[START OF Material provided]

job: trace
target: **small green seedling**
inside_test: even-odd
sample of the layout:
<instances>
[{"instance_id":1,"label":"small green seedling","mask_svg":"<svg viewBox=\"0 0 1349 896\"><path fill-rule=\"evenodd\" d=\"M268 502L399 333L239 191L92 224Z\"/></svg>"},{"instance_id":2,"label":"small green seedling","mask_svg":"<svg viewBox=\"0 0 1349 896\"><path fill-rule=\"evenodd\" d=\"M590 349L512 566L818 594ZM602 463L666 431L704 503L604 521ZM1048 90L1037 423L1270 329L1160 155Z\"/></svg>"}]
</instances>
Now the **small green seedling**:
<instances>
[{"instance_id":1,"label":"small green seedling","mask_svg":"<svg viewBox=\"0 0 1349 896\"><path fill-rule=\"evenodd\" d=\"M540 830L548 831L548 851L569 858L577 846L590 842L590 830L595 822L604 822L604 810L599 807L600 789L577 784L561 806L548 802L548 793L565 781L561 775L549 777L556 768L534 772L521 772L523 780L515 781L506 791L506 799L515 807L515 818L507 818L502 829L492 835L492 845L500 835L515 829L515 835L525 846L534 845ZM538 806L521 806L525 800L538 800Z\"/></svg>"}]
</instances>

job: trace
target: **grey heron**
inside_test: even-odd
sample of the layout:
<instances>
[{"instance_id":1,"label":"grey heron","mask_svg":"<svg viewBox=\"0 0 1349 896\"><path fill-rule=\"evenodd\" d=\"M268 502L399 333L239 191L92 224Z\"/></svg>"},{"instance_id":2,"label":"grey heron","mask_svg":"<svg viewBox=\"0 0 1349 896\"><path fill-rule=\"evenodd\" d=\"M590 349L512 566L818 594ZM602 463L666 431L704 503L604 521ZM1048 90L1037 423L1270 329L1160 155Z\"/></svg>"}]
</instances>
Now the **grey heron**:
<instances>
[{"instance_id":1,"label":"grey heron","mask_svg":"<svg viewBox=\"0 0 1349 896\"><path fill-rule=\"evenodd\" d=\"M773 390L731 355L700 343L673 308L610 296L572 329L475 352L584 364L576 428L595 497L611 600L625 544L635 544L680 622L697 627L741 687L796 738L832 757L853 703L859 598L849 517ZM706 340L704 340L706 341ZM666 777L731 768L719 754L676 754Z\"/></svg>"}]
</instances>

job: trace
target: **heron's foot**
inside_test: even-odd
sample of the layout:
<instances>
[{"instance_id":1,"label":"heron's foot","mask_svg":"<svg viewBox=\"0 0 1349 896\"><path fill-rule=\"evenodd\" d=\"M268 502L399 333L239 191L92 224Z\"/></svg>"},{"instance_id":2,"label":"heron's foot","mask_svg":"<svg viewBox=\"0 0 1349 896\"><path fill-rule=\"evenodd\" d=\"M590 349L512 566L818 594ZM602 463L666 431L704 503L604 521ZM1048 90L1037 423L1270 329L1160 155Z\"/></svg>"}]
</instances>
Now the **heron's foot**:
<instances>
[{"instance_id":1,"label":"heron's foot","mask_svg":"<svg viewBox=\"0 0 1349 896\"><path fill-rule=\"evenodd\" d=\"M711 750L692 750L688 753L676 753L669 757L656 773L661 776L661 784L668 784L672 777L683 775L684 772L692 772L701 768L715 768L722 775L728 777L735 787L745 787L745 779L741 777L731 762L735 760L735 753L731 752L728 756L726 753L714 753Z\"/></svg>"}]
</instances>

[END OF Material provided]

• _What to work on_: How many lines of the entries above contain the string "small"? Reply with the number only.

• _Written solution_: 4